-- Reading passage --
------------------------------------------------------------

Promises and the practical risks to validate them
Digital discovery platforms can accelerate R&D but they come with well understood challenges. Predictive models must be calibrated and validated with experimental data. Data quality for purchasable compounds varies between suppliers. Supply chain readiness for niche organic electronic materials is weaker than for common screening compounds in life sciences. Intellectual property and freedom to operate can constrain which molecules can be commercialised. Finally there is the usual commercial challenge of finding paying customers beyond early adopters.
A balanced view is that DiaDEM combines complementary assets. Mcule’s procurement and database experience matters. Liverpool offers domain specific modelling methods. Nanomatch provides device level simulation expertise. But turning that combination into a widely used product will require sustained effort on validation, user experience for materials scientists, commercial partnerships with suppliers and clarity over licensing and IP around discovered candidates.
Scaling pains and organisational lessons
Mcule’s early growth exposed managerial challenges that are often glossed over in technical narratives. The company expanded from a five person founding team to about forty staff. The founders emphasise that hiring engineers and keeping product quality are necessary but insufficient. Building a company requires management skills, listening and translating academic knowledge into customer focused products.
Support from EIC and EU funding context
Mcule and the DiaDEM consortium participated in EIC Innovation Bootcamps and the project is an EIC Transition initiative. The DiaDEM project page also notes funding from Horizon Europe under grant agreement No. 101057564. The team reported later engagement with the EIC Coaching Programme to refine business strategy. Such EU support is common for deep tech projects that combine academic methods with commercial platforms and can provide valuable access to coaching, validation networks and follow on funding.

------------------------------------------------------------

-- Given data --

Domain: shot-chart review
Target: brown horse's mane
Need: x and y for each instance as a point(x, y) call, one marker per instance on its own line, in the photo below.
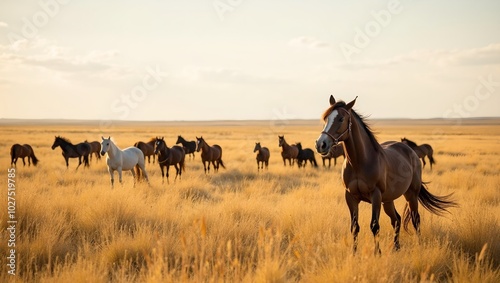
point(360, 118)
point(64, 139)
point(411, 143)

------------------------------------------------------------

-- Problems to work on --
1 > In the DiaDEM passage, repeat word for word the part that starts with the words containing "Scaling pains and" and ends with "customer focused products.".
2 > Answer these questions from the DiaDEM passage:
(a) About how many staff did Mcule grow to?
(b) What does Liverpool offer the project?
(c) What grant agreement number is given for the Horizon Europe funding?
3 > Write the next part of the DiaDEM passage, picking up after its last sentence.
The items are separate material from the DiaDEM passage.

-- Responses by task --
1 >
Scaling pains and organisational lessons
Mcule’s early growth exposed managerial challenges that are often glossed over in technical narratives. The company expanded from a five person founding team to about forty staff. The founders emphasise that hiring engineers and keeping product quality are necessary but insufficient. Building a company requires management skills, listening and translating academic knowledge into customer focused products.

2 >
(a) About forty.
(b) Domain specific modelling methods.
(c) No. 101057564.

3 >
People, culture and small details that matter
The original EIC Coffee Break interview is as much about people as technology. Mcule’s team discussed reading habits and inspirations. One business book cited was The Second Curve by Charles Handy, which argues organisations must reinvent themselves before current success becomes a liability. Other favourite reading was non business literature reflecting the eclectic interests of the team. When asked which leader they would choose for a business lunch Mcule’s representatives mentioned Tim Cook, a Nobel laureate and even the Pope as interesting conversational partners for ideas rather than straight business tactics.
What to watch next
DiaDEM is an example of a wider trend. Platforms that combine purchasable chemical space, predictive modelling and procurement are expanding beyond life sciences into materials and electronics. The proposition is sensible. Faster in silico screening with seamless procurement could shorten discovery cycles. The critical tests will be external experimental validation across diverse problems, the ability to supply or synthesise suggested candidates at reasonable cost and pace, and clear revenue models for a platform that must serve materials scientists rather than traditional medicinal chemists.
Observers should look for independent benchmarking of DiaDEM predictions, early case studies that progress from virtual hit to lab validated device result, and commercial partnerships with materials suppliers. The combination of academic modelling, SME device simulation and a commercial aggregator is promising. It is also ambitious. Delivering on the full promise will take rigorous validation, patience and pragmatic adjustments to product market fit.